- **Source excerpt**
-----

RE: [LSF/MM/BPF TOPIC] MGLRU on Android: Real-World Problems and Challenges

linux-mm.kvack.org archive mirror
 help / color / mirror / Atom feed

* RE: [LSF/MM/BPF TOPIC] MGLRU on Android: Real-World Problems and Challenges
@ 2026-02-24  3:17 wangzicheng
  2026-02-24 17:10 ` Suren Baghdasaryan
  2026-02-24 20:23 ` Barry Song
  0 siblings, 2 replies; 4+ messages in thread
From: wangzicheng @ 2026-02-24  3:17 UTC (permalink / raw)
  To: lsf-pc, linux-mm
  Cc: wangxin 00023513, gao xu, wangtao, liulu 00013167, zhouxiaolong,
	linkunli, kasong, 21cnbao, akpm, axelrasmussen, yuanchu, weixugc,
	Randy Dunlap, Liam.Howlett, willy

Hi,

I previously sent a similar email which unfortunately had encoding issues.
I'm resending a cleaned-up version here so it's easier to read and discuss.

MGLRU has been available on Android for about four years, but many
OEM vendors still choose not to enable it in production.
HONOR is a major Android OEM shipping tens of millions of devices
per year, and we run MGLRU on all our devices across multiple kernel
versions (5.15~6.12) and RAM configurations(4G~24G), backed by
large-scale beta and field data. From this deployment, we have identified
four concrete issues (Q1-Q4) and current workarounds, and would like to
work with the community to design upstream solutions.
Also we would like to discuss MGLRU's future direction on Android.

Below is a short summary of what we see.

Q1: anon/file imbalance and drop in available memory
Android apps workload show a persistent anon/file generational
imbalance under MGLRU:
anon pages tend to stay in the youngest 2 generations;
file pages are spread across multiple generations and over-reclaimed.
Tuning swappiness to 200 and ANON_ONLY does not fully fix this.
On a 16G media workload we see:
MGLRU: MemAvailable ~ 6060 MB
legacy: MemAvailable ~ 6982 MB (differs by ~1G)
Today we mitigate this via explicit memcg aging in Android
userspace [1], which is a vendor-only workaround.

Q2: Hard to control reclaim amount and stopping conditions (memcg)
For memcg reclaim it is hard to stop near a target reclaim amount:
kswapd can continue reclaiming even after watermarks are met
(e.g. to satisfy higher-order or memcg allocations);
reclaim via try_to_free_mem_cgroup_pages() lacks clear abort
semantics and can overshoot the intended reclaim amount.

-----

- **Request 1**
Reproduce everything in the MGLRU post from "linux-mm.kvack.org archive mirror" down to "(permalink / raw)", word for word.
The MGLRU post and the records are separate material.

(Data records)
-----

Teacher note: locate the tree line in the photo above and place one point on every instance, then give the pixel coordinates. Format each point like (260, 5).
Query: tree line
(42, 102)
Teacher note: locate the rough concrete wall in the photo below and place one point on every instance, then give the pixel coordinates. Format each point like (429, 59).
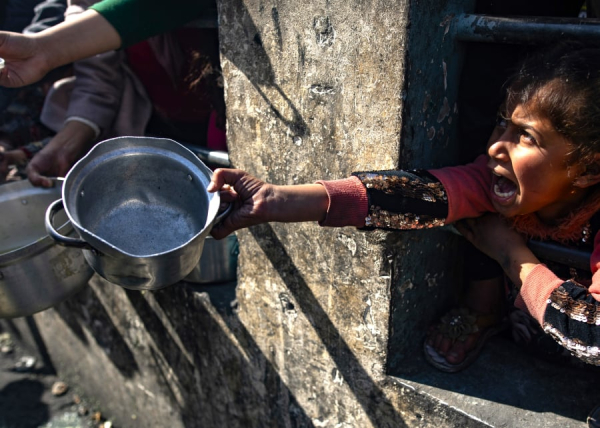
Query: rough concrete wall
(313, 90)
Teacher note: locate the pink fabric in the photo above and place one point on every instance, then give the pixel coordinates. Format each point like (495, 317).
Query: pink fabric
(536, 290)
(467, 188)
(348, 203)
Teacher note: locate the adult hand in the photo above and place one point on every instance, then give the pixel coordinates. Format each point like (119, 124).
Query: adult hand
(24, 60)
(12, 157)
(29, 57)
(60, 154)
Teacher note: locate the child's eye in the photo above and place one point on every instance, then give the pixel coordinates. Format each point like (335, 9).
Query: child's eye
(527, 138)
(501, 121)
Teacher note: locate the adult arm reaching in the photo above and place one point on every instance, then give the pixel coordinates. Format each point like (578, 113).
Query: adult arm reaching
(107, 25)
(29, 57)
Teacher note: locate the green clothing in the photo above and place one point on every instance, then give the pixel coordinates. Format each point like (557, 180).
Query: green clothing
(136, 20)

-----

- **Request 2**
Present every line of the data records as a numbered list, skipping blank lines and leaving out the pictures.

- **Written reply 1**
linux-mm.kvack.org archive mirror
 help / color / mirror / Atom feed

* RE: [LSF/MM/BPF TOPIC] MGLRU on Android: Real-World Problems and Challenges
@ 2026-02-24  3:17 wangzicheng
  2026-02-24 17:10 ` Suren Baghdasaryan
  2026-02-24 20:23 ` Barry Song
  0 siblings, 2 replies; 4+ messages in thread
From: wangzicheng @ 2026-02-24  3:17 UTC (permalink / raw)

- **Written reply 2**
1. Teacher note: locate the tree line in the photo above and place one point on every instance, then give the pixel coordinates. Format each point like (260, 5).
2. Query: tree line
3. (42, 102)
4. Teacher note: locate the rough concrete wall in the photo below and place one point on every instance, then give the pixel coordinates. Format each point like (429, 59).
5. Query: rough concrete wall
6. (313, 90)
7. Teacher note: locate the pink fabric in the photo above and place one point on every instance, then give the pixel coordinates. Format each point like (495, 317).
8. Query: pink fabric
9. (536, 290)
10. (467, 188)
11. (348, 203)
12. Teacher note: locate the adult hand in the photo above and place one point on every instance, then give the pixel coordinates. Format each point like (119, 124).
13. Query: adult hand
14. (24, 60)
15. (12, 157)
16. (29, 57)
17. (60, 154)
18. Teacher note: locate the child's eye in the photo above and place one point on every instance, then give the pixel coordinates. Format each point like (335, 9).
19. Query: child's eye
20. (527, 138)
21. (501, 121)
22. Teacher note: locate the adult arm reaching in the photo above and place one point on every instance, then give the pixel coordinates. Format each point like (578, 113).
23. Query: adult arm reaching
24. (107, 25)
25. (29, 57)
26. Teacher note: locate the green clothing in the photo above and place one point on every instance, then give the pixel coordinates. Format each point like (557, 180).
27. Query: green clothing
28. (136, 20)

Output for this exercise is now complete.